[Phrase grounding data]
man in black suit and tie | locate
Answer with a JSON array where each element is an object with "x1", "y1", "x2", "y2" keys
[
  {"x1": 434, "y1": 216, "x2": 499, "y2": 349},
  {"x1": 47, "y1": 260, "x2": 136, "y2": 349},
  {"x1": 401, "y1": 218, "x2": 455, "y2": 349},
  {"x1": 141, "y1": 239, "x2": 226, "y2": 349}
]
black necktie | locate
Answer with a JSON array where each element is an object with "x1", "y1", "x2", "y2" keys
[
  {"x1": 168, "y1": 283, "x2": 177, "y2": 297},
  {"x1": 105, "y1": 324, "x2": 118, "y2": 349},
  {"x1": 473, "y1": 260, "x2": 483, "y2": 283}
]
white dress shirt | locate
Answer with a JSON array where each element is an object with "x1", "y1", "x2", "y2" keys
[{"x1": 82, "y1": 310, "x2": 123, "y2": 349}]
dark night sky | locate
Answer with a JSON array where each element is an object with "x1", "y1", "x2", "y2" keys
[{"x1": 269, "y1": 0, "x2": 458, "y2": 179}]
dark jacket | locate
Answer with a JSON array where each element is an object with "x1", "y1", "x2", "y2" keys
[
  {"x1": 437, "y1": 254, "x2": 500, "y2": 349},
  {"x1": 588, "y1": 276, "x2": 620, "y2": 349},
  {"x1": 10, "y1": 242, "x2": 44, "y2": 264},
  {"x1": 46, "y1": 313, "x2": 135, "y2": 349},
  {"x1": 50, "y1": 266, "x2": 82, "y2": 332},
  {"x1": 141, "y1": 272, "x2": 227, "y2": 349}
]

--

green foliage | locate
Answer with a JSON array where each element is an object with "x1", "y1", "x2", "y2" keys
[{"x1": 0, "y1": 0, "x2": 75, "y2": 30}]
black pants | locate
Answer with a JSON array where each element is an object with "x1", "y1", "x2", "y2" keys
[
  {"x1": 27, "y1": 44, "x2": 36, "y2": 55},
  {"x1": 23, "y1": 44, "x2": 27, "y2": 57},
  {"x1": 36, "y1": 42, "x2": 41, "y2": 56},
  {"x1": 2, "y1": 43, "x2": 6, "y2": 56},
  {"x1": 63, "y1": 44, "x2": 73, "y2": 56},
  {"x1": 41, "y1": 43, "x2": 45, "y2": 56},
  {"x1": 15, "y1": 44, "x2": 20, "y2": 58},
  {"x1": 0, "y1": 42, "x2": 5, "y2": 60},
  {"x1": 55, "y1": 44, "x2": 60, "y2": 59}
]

...

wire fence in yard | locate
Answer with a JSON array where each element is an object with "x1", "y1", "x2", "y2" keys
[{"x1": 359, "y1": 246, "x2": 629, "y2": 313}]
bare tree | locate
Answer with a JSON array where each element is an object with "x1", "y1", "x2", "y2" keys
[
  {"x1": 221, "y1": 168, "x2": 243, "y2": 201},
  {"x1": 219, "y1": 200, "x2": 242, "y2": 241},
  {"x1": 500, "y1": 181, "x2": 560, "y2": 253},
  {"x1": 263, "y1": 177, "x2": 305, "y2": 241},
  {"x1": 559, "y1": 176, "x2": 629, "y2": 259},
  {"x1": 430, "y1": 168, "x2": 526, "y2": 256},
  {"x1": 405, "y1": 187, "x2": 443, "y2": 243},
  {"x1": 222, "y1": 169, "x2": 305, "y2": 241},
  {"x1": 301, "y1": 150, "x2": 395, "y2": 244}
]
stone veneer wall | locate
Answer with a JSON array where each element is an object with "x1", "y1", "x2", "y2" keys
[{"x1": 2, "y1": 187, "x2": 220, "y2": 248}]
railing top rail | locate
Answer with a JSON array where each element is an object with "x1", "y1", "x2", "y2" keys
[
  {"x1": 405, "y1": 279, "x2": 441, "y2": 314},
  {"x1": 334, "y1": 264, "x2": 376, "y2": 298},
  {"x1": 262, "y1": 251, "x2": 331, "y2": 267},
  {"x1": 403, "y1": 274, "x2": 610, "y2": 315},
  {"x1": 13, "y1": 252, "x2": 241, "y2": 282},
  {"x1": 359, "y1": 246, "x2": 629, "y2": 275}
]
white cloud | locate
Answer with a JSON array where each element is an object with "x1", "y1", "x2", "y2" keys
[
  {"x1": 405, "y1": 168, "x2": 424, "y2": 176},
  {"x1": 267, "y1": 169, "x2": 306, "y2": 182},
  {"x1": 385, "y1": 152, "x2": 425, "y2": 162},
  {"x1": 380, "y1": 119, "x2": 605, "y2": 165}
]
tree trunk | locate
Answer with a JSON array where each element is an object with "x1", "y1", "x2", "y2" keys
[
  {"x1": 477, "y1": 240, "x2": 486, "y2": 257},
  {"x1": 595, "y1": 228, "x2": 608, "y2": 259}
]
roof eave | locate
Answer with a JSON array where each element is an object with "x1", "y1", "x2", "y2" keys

Your objective
Search the entries above for lines containing the word "dark", and copy each one.

Solution for this exercise
dark night sky | locate
dark jacket | locate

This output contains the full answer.